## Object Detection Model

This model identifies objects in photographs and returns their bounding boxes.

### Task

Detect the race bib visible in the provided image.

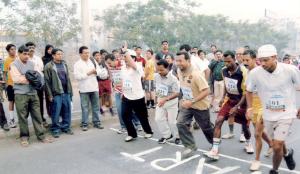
[224,77,239,95]
[123,80,132,92]
[156,84,169,98]
[111,70,122,84]
[266,95,286,112]
[181,87,194,100]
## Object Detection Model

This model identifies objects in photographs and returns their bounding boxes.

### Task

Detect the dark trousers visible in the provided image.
[37,88,46,122]
[0,103,7,127]
[122,97,153,138]
[177,108,214,149]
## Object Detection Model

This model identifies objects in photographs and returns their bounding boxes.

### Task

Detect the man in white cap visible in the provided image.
[246,45,300,174]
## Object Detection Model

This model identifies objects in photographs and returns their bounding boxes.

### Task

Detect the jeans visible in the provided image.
[51,94,71,133]
[80,91,100,126]
[122,97,153,138]
[177,108,214,149]
[115,92,141,129]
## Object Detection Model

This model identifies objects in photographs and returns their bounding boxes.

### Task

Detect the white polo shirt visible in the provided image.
[74,59,101,93]
[247,62,300,121]
[121,63,145,100]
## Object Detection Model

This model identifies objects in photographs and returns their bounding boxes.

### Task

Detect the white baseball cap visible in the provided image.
[257,44,277,58]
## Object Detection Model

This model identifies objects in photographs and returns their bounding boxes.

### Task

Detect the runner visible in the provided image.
[155,59,180,144]
[144,50,155,109]
[205,51,254,160]
[247,45,300,174]
[176,52,214,159]
[243,50,273,171]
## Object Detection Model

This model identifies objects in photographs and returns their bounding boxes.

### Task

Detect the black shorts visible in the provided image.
[6,85,15,102]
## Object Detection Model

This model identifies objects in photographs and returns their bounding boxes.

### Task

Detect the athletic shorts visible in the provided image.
[218,99,250,125]
[6,85,15,102]
[144,80,155,92]
[264,118,294,141]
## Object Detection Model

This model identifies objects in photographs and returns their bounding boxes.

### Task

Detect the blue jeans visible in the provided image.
[51,94,71,133]
[80,91,100,126]
[115,92,141,129]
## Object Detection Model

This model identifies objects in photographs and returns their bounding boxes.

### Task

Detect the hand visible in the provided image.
[87,69,97,76]
[181,100,193,109]
[246,108,253,120]
[229,106,238,115]
[157,98,168,107]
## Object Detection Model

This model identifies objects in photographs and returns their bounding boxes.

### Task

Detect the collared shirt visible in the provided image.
[121,62,145,100]
[222,65,247,100]
[29,55,44,77]
[208,60,225,81]
[247,62,300,121]
[154,72,180,98]
[178,67,210,110]
[74,59,100,93]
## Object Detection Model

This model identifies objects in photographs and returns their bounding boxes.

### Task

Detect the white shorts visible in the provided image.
[264,118,294,141]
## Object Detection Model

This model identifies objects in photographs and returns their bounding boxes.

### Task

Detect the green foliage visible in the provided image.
[96,0,289,50]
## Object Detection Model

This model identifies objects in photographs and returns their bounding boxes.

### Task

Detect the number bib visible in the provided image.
[111,70,122,84]
[181,87,194,100]
[156,84,169,98]
[266,94,286,112]
[224,77,239,95]
[123,80,132,92]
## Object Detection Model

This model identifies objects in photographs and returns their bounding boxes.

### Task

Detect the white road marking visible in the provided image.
[120,146,162,162]
[110,128,300,174]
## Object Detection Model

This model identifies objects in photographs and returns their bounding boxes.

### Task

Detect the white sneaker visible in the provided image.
[250,160,260,171]
[125,136,136,142]
[204,149,220,160]
[8,119,17,128]
[240,134,246,143]
[245,143,254,154]
[222,133,234,139]
[144,134,153,138]
[264,147,273,157]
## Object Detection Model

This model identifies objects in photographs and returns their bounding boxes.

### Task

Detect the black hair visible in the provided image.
[105,54,116,61]
[176,51,191,60]
[147,49,153,55]
[79,46,89,54]
[51,48,63,55]
[5,44,16,52]
[243,50,256,59]
[210,44,217,48]
[25,42,35,47]
[179,44,191,52]
[93,51,100,57]
[100,49,108,55]
[223,50,235,59]
[18,45,29,53]
[198,50,206,55]
[161,40,169,44]
[156,59,169,69]
[215,50,223,54]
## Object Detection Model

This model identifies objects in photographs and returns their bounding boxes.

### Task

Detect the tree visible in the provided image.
[96,0,289,50]
[2,0,80,46]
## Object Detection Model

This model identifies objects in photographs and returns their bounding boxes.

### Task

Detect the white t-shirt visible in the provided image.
[191,55,208,73]
[246,62,300,121]
[121,63,145,100]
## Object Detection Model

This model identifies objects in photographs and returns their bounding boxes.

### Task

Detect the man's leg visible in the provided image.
[15,94,29,138]
[28,94,45,140]
[89,91,101,126]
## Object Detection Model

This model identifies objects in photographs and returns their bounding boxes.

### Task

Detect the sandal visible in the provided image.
[20,138,29,147]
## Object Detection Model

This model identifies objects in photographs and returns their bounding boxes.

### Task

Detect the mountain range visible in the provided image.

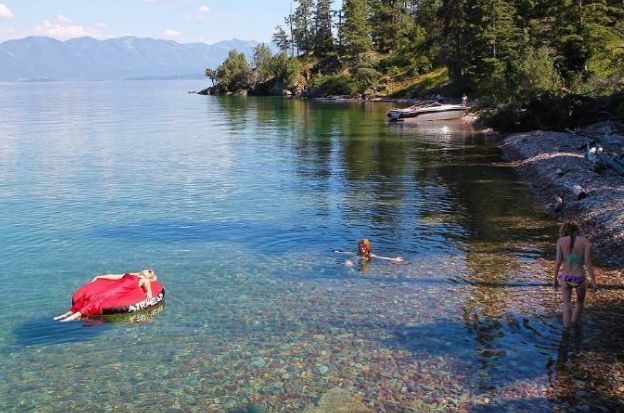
[0,36,258,81]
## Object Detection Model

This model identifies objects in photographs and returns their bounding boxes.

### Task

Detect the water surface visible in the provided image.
[0,81,624,412]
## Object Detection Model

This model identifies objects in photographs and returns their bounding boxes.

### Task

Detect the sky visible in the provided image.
[0,0,291,43]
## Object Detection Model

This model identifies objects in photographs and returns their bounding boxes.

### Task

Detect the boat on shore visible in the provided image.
[387,102,470,122]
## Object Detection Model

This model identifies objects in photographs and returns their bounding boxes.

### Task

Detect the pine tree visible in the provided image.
[314,0,334,57]
[438,0,468,82]
[340,0,371,57]
[272,25,292,52]
[368,0,407,53]
[253,43,273,83]
[549,0,609,83]
[293,0,314,55]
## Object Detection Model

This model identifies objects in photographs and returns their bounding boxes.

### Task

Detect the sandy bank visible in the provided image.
[501,123,624,267]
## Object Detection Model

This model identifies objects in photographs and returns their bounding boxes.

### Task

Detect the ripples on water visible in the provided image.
[0,82,624,412]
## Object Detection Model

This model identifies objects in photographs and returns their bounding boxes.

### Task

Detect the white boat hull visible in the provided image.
[388,105,468,122]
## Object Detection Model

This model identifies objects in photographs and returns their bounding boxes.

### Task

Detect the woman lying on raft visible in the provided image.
[334,239,405,263]
[54,269,158,322]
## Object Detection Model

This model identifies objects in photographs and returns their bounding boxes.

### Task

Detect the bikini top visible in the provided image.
[563,252,583,267]
[561,236,583,267]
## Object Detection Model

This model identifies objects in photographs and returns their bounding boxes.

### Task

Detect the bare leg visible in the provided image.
[61,311,82,323]
[53,311,74,320]
[572,281,587,323]
[561,282,572,328]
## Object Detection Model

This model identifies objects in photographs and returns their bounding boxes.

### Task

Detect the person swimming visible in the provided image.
[553,221,596,328]
[54,269,158,322]
[334,239,405,265]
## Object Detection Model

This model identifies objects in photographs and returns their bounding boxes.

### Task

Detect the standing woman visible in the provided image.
[553,221,596,328]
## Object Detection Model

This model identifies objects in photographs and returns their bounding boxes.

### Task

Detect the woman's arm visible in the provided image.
[139,278,152,298]
[553,240,563,289]
[584,239,597,292]
[334,250,355,255]
[371,254,405,262]
[91,274,125,281]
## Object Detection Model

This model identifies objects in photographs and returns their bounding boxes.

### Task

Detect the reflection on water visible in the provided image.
[0,82,624,412]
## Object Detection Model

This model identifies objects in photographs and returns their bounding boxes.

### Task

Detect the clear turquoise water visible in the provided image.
[0,81,620,412]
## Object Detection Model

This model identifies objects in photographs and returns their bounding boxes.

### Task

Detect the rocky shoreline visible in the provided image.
[501,122,624,269]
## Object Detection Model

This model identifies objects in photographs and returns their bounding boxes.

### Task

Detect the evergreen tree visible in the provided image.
[438,0,468,82]
[272,25,292,52]
[314,0,334,56]
[253,43,273,83]
[293,0,314,55]
[368,0,407,53]
[340,0,371,57]
[549,0,609,83]
[216,50,251,91]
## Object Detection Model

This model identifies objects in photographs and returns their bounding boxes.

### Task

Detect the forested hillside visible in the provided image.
[208,0,624,129]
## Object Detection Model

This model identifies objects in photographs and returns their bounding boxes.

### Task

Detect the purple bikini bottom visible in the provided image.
[561,274,585,287]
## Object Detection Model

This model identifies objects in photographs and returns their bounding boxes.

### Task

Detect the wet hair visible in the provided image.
[358,239,373,258]
[559,221,581,252]
[144,268,158,281]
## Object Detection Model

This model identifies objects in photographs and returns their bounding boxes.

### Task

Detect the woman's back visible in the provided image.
[557,236,588,275]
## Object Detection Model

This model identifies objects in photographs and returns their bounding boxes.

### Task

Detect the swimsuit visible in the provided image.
[561,238,585,288]
[561,274,585,288]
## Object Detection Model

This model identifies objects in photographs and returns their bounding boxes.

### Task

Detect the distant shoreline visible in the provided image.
[501,122,624,268]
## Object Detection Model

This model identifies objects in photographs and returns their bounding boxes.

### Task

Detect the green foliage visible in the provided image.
[518,48,563,102]
[313,0,334,57]
[311,72,358,96]
[340,0,371,58]
[271,24,292,52]
[271,52,301,89]
[206,68,217,86]
[351,67,381,93]
[254,43,273,83]
[216,50,251,92]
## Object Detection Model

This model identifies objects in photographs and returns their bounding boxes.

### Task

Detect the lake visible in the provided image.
[0,81,624,412]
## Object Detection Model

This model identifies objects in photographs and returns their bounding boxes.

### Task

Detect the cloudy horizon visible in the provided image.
[0,0,291,44]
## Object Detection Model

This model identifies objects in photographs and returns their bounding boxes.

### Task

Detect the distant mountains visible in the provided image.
[0,36,258,81]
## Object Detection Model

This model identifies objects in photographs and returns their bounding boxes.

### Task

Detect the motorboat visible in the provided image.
[387,102,470,122]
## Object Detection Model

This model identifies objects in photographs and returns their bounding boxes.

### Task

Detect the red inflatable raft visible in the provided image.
[72,274,165,315]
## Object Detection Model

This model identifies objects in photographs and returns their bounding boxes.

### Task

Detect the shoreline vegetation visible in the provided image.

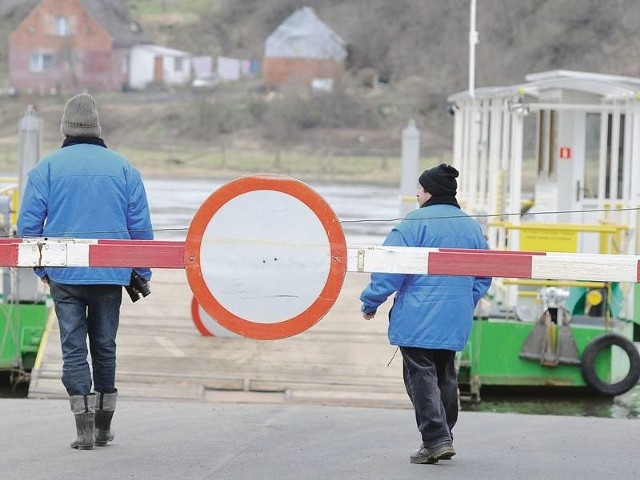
[0,137,451,186]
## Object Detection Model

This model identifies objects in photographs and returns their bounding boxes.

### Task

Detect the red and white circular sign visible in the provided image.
[185,175,347,340]
[191,297,239,337]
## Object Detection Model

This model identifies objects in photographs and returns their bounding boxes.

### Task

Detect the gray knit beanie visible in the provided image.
[60,93,102,137]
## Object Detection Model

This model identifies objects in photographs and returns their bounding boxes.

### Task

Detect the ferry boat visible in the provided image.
[448,70,640,400]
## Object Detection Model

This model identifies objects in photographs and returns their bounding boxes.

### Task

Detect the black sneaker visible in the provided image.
[409,443,456,464]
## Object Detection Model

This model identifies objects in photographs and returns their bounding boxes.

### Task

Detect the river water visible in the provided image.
[0,178,640,418]
[145,179,640,418]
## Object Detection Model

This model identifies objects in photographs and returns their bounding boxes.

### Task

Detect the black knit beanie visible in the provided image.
[418,163,458,197]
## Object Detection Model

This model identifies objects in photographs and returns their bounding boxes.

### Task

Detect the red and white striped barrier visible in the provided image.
[348,247,640,283]
[8,238,640,283]
[10,175,640,339]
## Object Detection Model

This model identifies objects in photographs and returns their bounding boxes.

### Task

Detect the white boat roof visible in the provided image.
[449,70,640,102]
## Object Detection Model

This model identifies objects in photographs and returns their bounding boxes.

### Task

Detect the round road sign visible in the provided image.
[185,175,347,339]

Problem details = Rewrite every line from the start of the records through the line that contains "[246,45,300,174]", requests included, shifting each bounding-box coordinate in the answers up by 86. Leave the pictures out of your answer.

Answer to this exercise =
## Object Detection Model

This model identifies objects in photographs and returns their bounding boxes.

### Task

Detect the race bib visible in the provided image.

[310,163,325,181]
[209,166,218,178]
[242,170,255,184]
[197,156,208,170]
[352,181,372,198]
[267,173,280,186]
## Object Detection Model

This model identifies objects in photographs and returns their bounding boxes.

### Task

Detect the dark trousers visible in the provided image.
[123,174,132,208]
[86,189,93,213]
[208,183,239,224]
[263,194,300,235]
## Object Detection Model

This model identifies objects in photographs and returns their bounding boxes.

### Task

Detect the man in white cap visible in the provided image.
[332,131,386,260]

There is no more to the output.